> [What needs to be done]
Please copy out word for word the lines of the listing below, starting with the line that contains "of the wrinkled" and running through the end of the listing, both ends included.

> [Material supplied]
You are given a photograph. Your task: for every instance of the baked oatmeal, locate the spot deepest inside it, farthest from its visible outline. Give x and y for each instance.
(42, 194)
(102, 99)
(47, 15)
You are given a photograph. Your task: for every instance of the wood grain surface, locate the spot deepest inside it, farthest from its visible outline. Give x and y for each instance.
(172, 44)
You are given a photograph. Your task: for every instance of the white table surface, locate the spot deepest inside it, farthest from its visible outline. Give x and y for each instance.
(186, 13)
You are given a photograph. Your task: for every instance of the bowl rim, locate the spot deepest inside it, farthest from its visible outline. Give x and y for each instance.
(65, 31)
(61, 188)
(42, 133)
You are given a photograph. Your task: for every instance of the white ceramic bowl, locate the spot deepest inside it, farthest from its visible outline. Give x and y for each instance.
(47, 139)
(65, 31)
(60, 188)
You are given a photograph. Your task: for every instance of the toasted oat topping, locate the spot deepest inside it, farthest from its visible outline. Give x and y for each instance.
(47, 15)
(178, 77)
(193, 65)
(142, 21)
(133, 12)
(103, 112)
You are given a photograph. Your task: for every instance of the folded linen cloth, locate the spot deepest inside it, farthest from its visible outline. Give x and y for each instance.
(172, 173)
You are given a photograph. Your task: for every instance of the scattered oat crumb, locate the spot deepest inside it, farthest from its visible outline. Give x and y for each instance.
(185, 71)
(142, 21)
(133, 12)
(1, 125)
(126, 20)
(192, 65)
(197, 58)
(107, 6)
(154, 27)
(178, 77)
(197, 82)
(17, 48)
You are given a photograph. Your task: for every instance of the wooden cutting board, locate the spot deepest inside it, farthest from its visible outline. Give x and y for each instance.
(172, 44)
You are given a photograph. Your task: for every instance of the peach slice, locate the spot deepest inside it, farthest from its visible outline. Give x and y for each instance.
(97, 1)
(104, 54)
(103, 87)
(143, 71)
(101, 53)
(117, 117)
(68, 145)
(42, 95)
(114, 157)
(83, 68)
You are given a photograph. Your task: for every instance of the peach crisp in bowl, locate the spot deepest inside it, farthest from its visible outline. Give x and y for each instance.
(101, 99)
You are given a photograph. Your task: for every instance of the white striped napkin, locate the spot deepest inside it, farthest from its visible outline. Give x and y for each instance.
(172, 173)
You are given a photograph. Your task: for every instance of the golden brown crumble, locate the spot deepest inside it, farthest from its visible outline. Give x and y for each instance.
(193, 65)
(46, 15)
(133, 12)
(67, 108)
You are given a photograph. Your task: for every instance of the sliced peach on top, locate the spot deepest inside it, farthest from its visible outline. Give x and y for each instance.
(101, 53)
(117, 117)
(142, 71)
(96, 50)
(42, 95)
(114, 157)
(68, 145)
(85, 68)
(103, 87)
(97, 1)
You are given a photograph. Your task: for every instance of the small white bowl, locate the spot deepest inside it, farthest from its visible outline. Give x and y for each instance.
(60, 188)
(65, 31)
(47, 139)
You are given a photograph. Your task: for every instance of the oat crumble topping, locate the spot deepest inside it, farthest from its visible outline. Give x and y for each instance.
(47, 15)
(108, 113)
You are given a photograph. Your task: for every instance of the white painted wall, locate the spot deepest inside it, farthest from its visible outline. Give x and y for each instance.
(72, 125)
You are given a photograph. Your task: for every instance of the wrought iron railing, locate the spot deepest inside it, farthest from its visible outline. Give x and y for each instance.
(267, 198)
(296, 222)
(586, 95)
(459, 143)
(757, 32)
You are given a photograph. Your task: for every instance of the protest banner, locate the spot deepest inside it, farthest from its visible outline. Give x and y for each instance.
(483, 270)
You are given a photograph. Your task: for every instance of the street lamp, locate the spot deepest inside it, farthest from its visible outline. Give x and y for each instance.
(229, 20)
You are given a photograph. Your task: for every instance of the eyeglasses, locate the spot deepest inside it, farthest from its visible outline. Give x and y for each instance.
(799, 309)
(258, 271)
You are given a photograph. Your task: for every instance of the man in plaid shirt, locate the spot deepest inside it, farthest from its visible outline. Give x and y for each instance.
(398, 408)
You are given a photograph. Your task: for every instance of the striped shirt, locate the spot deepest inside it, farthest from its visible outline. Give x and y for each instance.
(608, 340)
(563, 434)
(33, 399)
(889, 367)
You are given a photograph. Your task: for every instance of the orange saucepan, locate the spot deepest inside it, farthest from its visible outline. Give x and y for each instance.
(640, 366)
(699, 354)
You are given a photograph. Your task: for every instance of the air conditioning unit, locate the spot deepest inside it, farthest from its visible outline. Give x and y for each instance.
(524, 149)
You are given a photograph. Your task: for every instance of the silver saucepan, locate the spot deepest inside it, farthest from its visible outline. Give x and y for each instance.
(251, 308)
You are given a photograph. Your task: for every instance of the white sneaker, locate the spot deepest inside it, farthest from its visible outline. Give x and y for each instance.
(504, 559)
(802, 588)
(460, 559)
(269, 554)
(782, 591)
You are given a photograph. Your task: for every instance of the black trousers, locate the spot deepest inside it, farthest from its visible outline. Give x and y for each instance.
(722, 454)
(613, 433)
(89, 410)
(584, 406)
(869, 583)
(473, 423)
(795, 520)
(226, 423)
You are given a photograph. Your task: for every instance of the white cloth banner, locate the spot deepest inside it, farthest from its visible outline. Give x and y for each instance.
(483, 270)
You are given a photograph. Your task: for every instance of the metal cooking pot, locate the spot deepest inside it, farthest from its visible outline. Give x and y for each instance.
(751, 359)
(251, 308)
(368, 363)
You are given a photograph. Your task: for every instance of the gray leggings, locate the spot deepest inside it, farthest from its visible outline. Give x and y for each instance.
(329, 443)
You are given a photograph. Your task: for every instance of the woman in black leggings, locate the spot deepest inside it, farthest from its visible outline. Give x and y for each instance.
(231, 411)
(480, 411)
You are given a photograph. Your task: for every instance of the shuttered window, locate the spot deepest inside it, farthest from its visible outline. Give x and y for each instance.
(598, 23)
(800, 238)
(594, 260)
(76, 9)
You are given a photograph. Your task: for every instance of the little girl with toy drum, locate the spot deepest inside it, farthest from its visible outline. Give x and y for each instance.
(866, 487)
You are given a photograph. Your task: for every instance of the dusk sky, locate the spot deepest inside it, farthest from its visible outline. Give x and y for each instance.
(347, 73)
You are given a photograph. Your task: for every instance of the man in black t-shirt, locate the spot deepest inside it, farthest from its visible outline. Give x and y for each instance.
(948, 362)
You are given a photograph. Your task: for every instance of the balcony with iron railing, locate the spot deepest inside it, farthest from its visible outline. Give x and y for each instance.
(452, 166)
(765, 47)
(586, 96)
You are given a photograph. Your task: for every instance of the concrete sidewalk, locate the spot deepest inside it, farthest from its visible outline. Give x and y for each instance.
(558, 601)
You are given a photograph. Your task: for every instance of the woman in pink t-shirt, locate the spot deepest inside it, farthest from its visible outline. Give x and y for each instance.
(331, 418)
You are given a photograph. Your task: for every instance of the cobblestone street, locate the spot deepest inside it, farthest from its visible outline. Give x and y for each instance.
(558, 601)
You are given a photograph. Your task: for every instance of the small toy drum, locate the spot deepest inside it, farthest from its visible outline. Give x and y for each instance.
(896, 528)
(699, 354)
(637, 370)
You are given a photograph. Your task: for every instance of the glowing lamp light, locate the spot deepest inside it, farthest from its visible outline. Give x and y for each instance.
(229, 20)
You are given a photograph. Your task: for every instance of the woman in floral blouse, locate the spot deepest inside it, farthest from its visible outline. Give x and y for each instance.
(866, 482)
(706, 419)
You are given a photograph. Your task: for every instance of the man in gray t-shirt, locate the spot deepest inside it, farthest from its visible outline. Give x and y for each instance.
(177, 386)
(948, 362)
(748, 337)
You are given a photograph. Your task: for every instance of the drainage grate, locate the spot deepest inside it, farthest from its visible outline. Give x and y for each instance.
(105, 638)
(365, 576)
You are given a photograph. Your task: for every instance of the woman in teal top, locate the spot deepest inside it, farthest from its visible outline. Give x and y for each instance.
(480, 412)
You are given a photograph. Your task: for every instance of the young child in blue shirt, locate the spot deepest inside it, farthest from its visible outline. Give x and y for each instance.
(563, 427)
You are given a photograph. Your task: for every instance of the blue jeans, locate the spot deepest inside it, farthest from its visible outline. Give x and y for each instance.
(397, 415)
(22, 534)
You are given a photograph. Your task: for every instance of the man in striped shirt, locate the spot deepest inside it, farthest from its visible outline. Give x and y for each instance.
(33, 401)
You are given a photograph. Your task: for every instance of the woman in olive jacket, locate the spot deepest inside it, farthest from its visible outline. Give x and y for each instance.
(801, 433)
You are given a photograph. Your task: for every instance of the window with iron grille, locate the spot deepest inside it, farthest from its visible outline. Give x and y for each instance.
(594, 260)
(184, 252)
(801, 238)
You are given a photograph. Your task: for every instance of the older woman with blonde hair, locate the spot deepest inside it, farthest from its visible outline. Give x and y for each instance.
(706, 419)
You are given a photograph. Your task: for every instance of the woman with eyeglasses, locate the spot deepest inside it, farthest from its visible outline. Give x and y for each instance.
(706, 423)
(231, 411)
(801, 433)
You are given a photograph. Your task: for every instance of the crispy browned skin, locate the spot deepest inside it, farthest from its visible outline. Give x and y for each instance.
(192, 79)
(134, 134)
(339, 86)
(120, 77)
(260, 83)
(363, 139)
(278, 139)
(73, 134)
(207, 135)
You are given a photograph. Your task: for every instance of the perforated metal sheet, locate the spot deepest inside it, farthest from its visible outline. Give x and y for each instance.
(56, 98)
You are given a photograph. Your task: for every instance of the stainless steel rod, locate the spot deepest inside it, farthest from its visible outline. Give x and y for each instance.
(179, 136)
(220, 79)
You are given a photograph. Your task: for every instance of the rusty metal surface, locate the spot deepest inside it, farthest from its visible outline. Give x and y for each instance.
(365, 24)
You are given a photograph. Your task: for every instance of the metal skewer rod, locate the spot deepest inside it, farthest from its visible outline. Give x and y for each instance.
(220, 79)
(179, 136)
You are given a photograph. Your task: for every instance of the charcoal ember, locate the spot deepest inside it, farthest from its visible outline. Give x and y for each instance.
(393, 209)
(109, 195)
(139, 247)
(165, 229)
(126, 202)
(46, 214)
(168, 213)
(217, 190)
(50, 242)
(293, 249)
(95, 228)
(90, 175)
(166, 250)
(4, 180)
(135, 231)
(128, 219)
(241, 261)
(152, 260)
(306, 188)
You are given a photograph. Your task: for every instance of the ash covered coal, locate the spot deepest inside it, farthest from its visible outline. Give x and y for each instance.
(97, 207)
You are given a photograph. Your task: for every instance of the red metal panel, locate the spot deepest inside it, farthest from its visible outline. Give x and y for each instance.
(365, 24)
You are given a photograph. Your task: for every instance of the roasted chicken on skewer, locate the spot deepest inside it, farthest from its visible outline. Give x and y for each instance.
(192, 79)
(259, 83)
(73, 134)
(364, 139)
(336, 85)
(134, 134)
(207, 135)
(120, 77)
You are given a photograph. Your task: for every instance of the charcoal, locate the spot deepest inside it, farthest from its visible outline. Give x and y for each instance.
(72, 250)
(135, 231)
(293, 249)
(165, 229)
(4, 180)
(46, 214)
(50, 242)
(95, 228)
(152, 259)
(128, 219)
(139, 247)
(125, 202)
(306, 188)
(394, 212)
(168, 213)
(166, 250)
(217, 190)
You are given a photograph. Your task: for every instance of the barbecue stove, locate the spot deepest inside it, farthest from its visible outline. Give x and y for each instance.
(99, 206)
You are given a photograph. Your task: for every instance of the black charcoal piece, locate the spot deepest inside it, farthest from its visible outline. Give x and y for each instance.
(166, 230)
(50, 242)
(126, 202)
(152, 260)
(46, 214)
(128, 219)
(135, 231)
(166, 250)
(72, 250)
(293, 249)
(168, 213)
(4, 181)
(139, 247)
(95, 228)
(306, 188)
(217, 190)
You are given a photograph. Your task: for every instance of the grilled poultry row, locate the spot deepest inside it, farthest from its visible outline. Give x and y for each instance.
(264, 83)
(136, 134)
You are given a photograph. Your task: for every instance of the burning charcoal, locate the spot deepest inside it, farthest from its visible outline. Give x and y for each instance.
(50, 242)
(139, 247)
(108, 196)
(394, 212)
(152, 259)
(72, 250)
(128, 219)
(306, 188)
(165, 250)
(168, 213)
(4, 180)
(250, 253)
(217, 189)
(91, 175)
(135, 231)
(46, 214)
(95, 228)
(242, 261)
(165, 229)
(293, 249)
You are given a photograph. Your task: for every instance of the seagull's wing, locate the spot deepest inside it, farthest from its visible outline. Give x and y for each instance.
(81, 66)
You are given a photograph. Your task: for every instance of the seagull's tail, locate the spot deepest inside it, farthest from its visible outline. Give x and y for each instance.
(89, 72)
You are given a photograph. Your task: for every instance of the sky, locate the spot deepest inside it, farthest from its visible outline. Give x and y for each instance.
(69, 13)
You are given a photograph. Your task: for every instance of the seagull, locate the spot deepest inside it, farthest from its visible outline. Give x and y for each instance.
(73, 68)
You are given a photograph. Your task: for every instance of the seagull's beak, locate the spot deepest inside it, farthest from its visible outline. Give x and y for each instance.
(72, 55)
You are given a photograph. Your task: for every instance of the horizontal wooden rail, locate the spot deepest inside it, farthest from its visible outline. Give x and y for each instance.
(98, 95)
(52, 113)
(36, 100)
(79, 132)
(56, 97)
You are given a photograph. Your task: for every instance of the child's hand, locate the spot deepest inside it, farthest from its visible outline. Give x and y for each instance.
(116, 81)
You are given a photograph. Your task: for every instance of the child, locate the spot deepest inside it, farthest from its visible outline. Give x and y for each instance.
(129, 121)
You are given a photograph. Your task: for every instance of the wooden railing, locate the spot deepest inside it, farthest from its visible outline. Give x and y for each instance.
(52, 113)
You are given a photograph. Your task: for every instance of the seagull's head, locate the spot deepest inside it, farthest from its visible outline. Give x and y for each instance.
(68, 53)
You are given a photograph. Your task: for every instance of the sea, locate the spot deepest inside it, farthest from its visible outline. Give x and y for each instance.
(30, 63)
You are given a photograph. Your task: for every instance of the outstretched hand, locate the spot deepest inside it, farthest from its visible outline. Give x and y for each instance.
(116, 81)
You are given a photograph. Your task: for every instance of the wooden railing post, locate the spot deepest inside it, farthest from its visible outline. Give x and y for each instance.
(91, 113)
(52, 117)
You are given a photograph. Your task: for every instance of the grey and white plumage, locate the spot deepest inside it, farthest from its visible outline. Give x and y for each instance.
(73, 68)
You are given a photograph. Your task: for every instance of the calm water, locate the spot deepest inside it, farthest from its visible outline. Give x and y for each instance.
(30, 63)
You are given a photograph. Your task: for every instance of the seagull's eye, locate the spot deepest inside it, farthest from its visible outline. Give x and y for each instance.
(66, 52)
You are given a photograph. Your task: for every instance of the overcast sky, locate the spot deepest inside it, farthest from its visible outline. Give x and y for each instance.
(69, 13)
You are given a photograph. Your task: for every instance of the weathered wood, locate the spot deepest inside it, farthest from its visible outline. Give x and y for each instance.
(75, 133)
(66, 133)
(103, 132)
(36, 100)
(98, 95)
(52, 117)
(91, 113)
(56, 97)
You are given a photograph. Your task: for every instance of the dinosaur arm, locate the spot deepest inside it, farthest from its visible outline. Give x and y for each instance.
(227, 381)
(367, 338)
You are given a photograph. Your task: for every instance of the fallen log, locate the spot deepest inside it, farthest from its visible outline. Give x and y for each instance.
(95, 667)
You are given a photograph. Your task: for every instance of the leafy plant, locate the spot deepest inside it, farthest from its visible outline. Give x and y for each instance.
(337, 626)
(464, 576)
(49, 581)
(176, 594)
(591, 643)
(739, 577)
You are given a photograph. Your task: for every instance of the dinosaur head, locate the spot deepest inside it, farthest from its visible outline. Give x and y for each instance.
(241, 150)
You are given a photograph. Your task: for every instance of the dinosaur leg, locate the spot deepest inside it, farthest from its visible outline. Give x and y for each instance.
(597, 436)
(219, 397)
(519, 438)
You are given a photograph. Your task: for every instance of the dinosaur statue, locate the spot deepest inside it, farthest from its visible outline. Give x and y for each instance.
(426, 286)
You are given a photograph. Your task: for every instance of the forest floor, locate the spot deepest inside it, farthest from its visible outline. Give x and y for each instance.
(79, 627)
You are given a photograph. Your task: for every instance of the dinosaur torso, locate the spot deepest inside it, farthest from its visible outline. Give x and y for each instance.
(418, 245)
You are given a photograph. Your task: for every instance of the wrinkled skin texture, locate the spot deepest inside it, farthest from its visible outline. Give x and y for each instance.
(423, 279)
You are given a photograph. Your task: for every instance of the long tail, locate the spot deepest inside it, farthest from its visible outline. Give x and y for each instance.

> [The response]
You are given a photograph. Your task: for every instance of the wrinkled skin texture, locate the spot deepest inside it, farthest from its visible outline. Give x and y for each instance.
(423, 279)
You are given a photograph. Your task: for every instance of the long tail, locate the spot deepest inside it, farthest from its visible outline. Give x and y for each instance.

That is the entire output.